-- Start --
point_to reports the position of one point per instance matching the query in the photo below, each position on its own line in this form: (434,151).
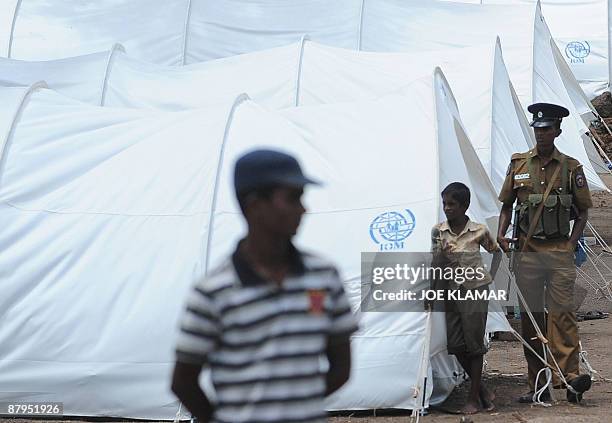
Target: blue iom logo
(390,229)
(577,51)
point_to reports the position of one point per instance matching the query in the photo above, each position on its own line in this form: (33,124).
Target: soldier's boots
(581,384)
(528,397)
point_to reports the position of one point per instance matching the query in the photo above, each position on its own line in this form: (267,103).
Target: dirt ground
(506,371)
(506,368)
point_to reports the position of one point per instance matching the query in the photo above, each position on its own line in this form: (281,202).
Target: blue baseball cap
(264,168)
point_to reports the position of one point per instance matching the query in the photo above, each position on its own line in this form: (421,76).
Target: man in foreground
(262,320)
(548,185)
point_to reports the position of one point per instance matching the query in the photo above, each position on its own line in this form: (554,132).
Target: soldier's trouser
(547,278)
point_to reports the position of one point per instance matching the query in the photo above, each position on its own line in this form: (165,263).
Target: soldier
(550,189)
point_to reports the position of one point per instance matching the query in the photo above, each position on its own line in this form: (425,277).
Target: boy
(456,243)
(263,319)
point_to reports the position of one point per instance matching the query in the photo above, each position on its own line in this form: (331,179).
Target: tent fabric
(230,27)
(580,29)
(310,73)
(129,190)
(548,86)
(179,32)
(7,18)
(82,77)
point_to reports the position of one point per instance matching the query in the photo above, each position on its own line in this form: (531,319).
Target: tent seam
(239,100)
(360,30)
(7,137)
(496,48)
(110,61)
(13,24)
(185,32)
(298,76)
(63,212)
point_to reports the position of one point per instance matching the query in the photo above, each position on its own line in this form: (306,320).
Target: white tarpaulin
(177,32)
(580,29)
(307,73)
(109,216)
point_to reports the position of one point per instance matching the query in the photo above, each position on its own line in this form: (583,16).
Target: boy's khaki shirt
(463,249)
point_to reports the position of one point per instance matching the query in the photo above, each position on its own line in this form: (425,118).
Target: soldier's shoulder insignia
(579,178)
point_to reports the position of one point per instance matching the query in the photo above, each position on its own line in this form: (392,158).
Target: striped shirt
(264,341)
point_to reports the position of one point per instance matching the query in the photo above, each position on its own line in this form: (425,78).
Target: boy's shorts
(465,324)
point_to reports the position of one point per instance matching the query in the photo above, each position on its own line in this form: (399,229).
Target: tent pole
(609,45)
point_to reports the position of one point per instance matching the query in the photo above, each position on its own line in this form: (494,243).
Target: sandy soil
(506,368)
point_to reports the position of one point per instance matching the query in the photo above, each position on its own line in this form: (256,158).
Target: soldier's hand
(504,243)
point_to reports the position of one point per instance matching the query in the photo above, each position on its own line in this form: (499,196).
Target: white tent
(383,25)
(580,29)
(114,213)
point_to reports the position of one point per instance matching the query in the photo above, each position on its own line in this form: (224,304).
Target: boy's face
(452,208)
(281,213)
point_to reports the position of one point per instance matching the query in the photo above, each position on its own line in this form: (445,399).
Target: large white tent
(119,211)
(582,35)
(178,32)
(95,195)
(306,73)
(438,24)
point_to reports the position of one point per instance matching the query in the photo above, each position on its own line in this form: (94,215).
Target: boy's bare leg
(478,392)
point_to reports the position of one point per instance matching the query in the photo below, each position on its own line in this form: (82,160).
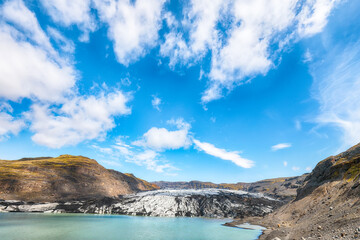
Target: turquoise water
(80,226)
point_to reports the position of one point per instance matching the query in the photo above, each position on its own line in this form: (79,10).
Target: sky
(221,91)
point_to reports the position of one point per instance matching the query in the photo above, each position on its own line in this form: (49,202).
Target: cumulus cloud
(223,154)
(9,124)
(147,158)
(313,16)
(200,22)
(294,168)
(162,139)
(280,146)
(69,12)
(77,120)
(156,102)
(30,69)
(133,26)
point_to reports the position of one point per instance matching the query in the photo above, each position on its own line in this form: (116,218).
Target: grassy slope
(63,178)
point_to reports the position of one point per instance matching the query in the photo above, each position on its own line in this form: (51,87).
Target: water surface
(42,226)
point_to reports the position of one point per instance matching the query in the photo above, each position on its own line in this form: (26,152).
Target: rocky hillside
(327,205)
(64,178)
(279,188)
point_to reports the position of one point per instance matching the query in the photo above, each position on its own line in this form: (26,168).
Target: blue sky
(222,91)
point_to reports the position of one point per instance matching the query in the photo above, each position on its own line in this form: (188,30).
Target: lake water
(41,226)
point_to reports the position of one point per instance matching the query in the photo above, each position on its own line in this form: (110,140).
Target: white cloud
(246,52)
(8,124)
(77,120)
(161,139)
(337,89)
(313,16)
(64,44)
(294,168)
(148,158)
(245,38)
(156,102)
(200,21)
(141,157)
(30,69)
(69,12)
(133,27)
(280,146)
(223,154)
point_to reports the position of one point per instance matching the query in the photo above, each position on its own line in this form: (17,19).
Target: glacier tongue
(214,203)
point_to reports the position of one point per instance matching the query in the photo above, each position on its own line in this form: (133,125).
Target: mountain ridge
(65,177)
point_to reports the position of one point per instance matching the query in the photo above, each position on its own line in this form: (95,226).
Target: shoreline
(247,225)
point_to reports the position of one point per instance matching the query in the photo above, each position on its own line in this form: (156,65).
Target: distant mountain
(64,178)
(327,205)
(280,188)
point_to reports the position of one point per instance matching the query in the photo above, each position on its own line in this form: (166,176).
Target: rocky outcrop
(165,203)
(66,178)
(280,188)
(327,205)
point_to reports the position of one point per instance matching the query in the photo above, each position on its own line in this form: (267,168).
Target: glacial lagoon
(43,226)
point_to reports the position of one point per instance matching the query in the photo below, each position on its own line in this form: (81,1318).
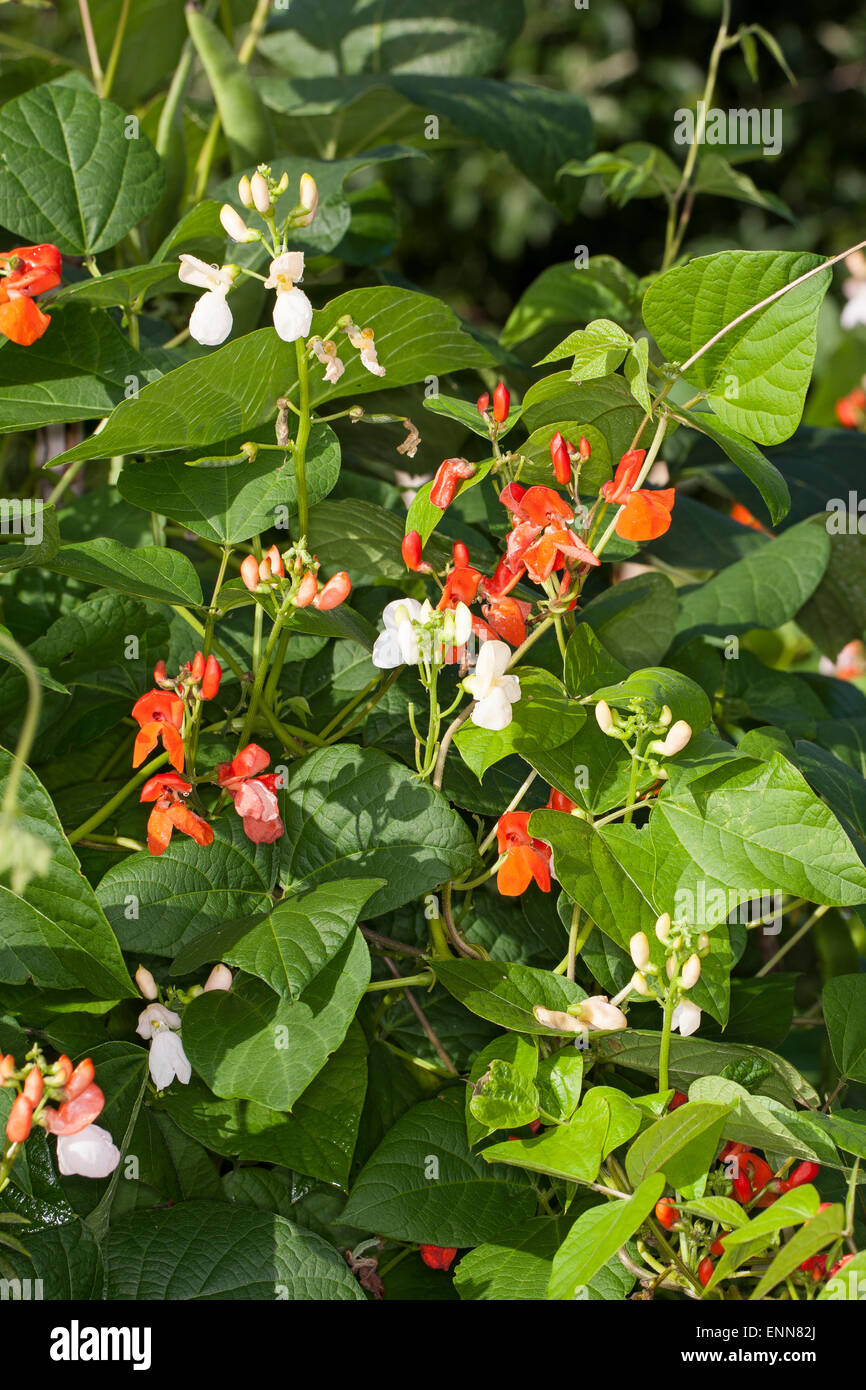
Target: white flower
(494,691)
(167,1057)
(687,1018)
(292,314)
(398,645)
(92,1153)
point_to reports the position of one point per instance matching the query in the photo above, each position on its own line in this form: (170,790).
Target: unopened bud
(262,196)
(218,979)
(691,972)
(638,950)
(146,983)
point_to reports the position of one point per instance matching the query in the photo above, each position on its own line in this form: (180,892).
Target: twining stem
(791,941)
(299,453)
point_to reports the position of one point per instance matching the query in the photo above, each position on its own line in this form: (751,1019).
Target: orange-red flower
(170,813)
(524,858)
(160,715)
(25,271)
(647,512)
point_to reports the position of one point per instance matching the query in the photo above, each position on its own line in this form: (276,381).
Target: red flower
(524,858)
(449,473)
(167,790)
(75,1115)
(31,271)
(160,715)
(255,797)
(647,512)
(508,617)
(438,1257)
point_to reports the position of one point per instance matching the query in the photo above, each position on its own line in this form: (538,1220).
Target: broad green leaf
(845,1019)
(249,1044)
(768,356)
(79,370)
(335,829)
(506,994)
(503,1097)
(748,833)
(149,573)
(597,1236)
(54,931)
(570,1151)
(292,944)
(72,171)
(228,392)
(424,1184)
(680,1146)
(317,1137)
(819,1233)
(635,620)
(766,588)
(220,1251)
(232,503)
(159,905)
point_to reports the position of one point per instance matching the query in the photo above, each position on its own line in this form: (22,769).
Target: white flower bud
(262,196)
(638,948)
(603,716)
(218,979)
(691,972)
(234,224)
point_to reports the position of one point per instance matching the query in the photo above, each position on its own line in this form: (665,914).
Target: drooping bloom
(492,688)
(210,321)
(167,791)
(24,273)
(292,309)
(541,541)
(167,1057)
(524,858)
(253,792)
(159,716)
(88,1154)
(647,512)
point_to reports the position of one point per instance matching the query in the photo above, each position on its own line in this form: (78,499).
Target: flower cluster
(27,271)
(64,1101)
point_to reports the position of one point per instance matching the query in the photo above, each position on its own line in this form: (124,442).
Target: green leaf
(424,1184)
(149,573)
(249,1044)
(751,831)
(159,905)
(220,1251)
(231,391)
(292,944)
(823,1229)
(845,1019)
(79,370)
(766,588)
(597,1236)
(680,1146)
(232,503)
(335,829)
(503,1097)
(598,349)
(756,375)
(71,171)
(56,931)
(317,1137)
(570,1151)
(506,994)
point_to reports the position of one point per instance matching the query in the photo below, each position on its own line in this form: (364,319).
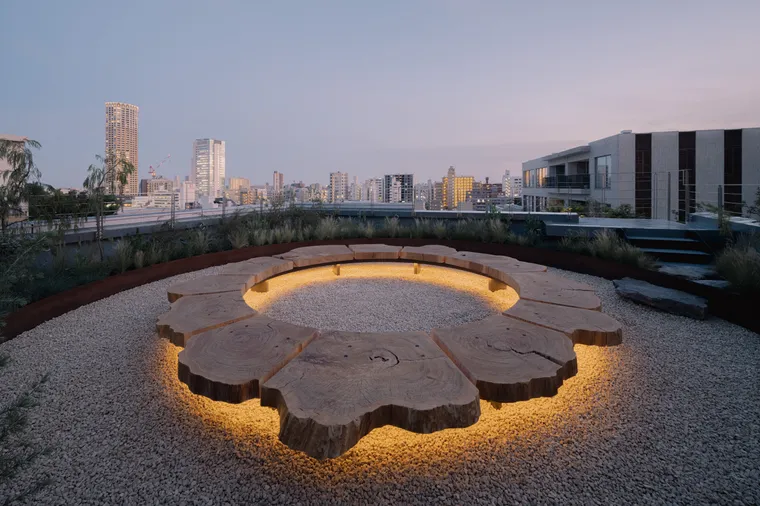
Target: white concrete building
(338,190)
(658,174)
(208,168)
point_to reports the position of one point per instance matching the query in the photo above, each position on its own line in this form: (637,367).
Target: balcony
(574,183)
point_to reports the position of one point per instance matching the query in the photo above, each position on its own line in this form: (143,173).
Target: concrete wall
(709,165)
(664,164)
(750,164)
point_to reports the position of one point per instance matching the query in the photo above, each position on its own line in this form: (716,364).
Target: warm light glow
(453,279)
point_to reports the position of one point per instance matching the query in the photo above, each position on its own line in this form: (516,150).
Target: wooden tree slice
(317,255)
(580,325)
(205,285)
(551,289)
(194,314)
(509,360)
(375,251)
(432,253)
(229,363)
(344,384)
(494,266)
(259,269)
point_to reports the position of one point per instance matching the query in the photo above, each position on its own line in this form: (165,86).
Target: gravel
(671,416)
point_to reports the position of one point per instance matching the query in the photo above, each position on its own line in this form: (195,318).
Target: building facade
(338,189)
(398,188)
(208,167)
(455,189)
(278,181)
(660,175)
(122,142)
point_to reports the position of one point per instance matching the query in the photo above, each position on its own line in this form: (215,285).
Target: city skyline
(470,85)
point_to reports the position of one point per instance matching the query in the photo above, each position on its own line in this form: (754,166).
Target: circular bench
(333,388)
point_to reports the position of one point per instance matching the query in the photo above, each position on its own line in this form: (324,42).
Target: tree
(13,183)
(103,177)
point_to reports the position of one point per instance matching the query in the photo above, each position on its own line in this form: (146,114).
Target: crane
(152,171)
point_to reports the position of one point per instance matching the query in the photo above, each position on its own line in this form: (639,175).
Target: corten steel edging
(732,307)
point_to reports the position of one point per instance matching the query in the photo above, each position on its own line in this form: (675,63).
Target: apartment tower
(121,141)
(208,168)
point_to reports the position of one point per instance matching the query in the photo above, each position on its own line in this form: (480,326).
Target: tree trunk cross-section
(509,360)
(206,285)
(344,384)
(229,364)
(580,325)
(194,314)
(318,255)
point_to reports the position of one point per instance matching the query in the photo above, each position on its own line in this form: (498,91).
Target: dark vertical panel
(687,165)
(732,171)
(643,174)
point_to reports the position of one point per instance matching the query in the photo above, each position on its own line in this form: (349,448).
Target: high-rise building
(456,189)
(398,188)
(338,189)
(278,181)
(208,169)
(239,183)
(121,142)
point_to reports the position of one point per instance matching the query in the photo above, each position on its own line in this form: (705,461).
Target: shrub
(123,255)
(139,259)
(739,263)
(392,226)
(327,228)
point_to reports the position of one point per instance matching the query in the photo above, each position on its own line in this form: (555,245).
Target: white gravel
(672,416)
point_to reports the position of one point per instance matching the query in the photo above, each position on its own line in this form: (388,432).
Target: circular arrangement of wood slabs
(333,388)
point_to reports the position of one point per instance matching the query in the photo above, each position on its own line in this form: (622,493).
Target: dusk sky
(370,87)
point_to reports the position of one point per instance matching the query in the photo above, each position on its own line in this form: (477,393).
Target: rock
(664,299)
(715,283)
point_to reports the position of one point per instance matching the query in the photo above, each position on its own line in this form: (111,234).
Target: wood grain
(581,325)
(345,384)
(552,289)
(229,363)
(259,269)
(194,314)
(509,360)
(432,253)
(205,285)
(375,251)
(318,255)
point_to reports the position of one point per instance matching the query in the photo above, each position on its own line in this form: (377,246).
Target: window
(602,178)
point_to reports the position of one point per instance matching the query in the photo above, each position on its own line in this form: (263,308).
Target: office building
(455,189)
(398,188)
(122,144)
(208,167)
(278,181)
(636,169)
(238,183)
(338,189)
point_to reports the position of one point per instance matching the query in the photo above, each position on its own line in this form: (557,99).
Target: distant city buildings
(338,188)
(278,181)
(398,188)
(208,167)
(122,143)
(456,189)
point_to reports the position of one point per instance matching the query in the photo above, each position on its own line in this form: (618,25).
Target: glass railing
(572,182)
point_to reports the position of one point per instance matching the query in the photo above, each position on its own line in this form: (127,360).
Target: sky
(370,87)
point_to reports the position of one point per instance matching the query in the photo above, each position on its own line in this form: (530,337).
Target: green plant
(199,241)
(16,453)
(139,260)
(327,228)
(123,255)
(238,237)
(739,263)
(392,226)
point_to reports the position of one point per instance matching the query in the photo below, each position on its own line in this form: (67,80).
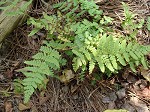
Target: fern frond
(37,70)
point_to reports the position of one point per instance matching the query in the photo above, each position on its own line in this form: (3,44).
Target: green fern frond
(110,56)
(37,69)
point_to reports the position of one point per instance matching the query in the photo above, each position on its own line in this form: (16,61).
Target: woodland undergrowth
(80,30)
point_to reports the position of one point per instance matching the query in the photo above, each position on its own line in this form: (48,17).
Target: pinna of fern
(37,70)
(108,53)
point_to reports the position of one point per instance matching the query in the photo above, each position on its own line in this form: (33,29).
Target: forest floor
(126,90)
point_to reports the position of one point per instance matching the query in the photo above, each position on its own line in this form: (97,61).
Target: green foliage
(81,31)
(108,53)
(12,6)
(129,24)
(41,66)
(148,23)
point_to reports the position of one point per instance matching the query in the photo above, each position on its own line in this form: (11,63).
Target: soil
(126,90)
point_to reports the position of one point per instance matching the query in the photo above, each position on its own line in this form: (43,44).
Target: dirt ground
(125,90)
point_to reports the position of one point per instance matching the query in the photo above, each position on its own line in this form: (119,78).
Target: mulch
(122,91)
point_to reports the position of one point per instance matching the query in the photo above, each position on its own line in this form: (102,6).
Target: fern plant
(130,26)
(108,53)
(12,4)
(41,66)
(80,28)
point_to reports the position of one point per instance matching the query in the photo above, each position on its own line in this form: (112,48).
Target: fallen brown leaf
(8,106)
(24,107)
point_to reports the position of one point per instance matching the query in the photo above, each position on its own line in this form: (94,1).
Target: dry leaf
(23,107)
(121,110)
(8,106)
(67,76)
(145,73)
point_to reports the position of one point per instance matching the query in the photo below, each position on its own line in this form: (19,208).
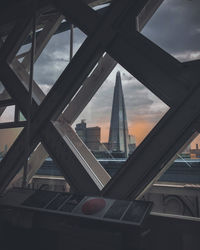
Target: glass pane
(175,28)
(56,55)
(117,118)
(52,53)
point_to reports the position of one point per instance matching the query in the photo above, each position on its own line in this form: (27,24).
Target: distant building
(118,135)
(131,144)
(120,143)
(195,153)
(90,136)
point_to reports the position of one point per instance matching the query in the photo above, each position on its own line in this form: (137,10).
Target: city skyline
(143,108)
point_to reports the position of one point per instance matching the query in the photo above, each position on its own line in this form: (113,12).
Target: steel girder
(161,73)
(118,7)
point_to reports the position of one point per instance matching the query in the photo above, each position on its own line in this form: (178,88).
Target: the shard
(118,136)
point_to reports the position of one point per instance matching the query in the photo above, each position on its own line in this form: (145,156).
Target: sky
(174,27)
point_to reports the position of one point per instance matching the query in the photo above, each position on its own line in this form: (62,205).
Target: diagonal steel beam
(164,66)
(10,166)
(141,57)
(49,29)
(158,148)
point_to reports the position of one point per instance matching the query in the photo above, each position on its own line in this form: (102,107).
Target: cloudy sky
(174,27)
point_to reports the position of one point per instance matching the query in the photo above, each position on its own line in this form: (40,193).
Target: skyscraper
(118,135)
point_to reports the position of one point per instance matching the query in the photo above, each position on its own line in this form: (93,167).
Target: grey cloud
(175,26)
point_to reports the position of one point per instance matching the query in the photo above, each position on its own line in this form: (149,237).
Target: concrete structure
(118,135)
(47,129)
(91,136)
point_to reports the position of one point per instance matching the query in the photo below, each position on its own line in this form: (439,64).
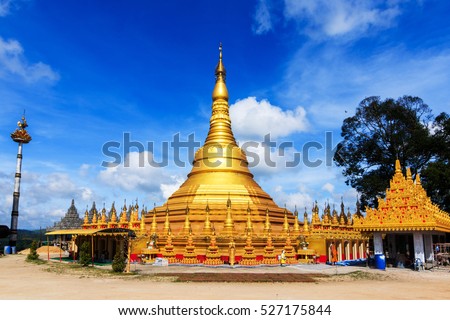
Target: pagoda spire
(154,227)
(296,225)
(220,91)
(187,222)
(228,226)
(267,226)
(286,222)
(220,123)
(166,229)
(305,222)
(207,227)
(249,220)
(418,183)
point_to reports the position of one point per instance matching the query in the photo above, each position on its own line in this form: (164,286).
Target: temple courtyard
(59,281)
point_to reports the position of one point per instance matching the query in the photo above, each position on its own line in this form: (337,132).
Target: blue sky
(86,72)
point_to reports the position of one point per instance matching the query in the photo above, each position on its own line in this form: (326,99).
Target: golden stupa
(220,191)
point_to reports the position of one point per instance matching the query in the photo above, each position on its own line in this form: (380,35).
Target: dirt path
(22,280)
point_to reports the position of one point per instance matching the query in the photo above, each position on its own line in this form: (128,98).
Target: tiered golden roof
(405,208)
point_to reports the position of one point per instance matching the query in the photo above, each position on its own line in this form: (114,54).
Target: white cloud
(328,187)
(137,174)
(338,18)
(332,90)
(252,118)
(13,62)
(168,189)
(262,19)
(5,7)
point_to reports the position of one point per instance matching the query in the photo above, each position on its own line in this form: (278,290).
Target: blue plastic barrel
(380,261)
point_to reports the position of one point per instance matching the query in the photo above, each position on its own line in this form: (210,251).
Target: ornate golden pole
(20,136)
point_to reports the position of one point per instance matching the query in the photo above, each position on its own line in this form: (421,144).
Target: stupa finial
(220,90)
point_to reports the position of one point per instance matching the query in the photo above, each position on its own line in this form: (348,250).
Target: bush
(85,255)
(119,264)
(33,255)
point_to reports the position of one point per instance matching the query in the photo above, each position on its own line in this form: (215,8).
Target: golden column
(21,136)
-- End --
* _AIM OF THE TASK_
Repeat, character for character, the lines from the one that holds "this form: (421,144)." to the final line of the material, inclusive, and no other lines.

* _COMPLETED EXERCISE_
point_to reports the position of one point per instance matching the query in the photo above, each position on its own line in this form: (421,144).
Target: stupa finial
(220,90)
point_to reports the position of one point per instance matching the query in the photo above, each position on its own line in this form: (348,250).
Target: bush
(85,255)
(119,264)
(33,255)
point_to reports the position of one point per instance matching the query in the photo above, each position on its own line in this form: (215,8).
Target: golden column
(21,136)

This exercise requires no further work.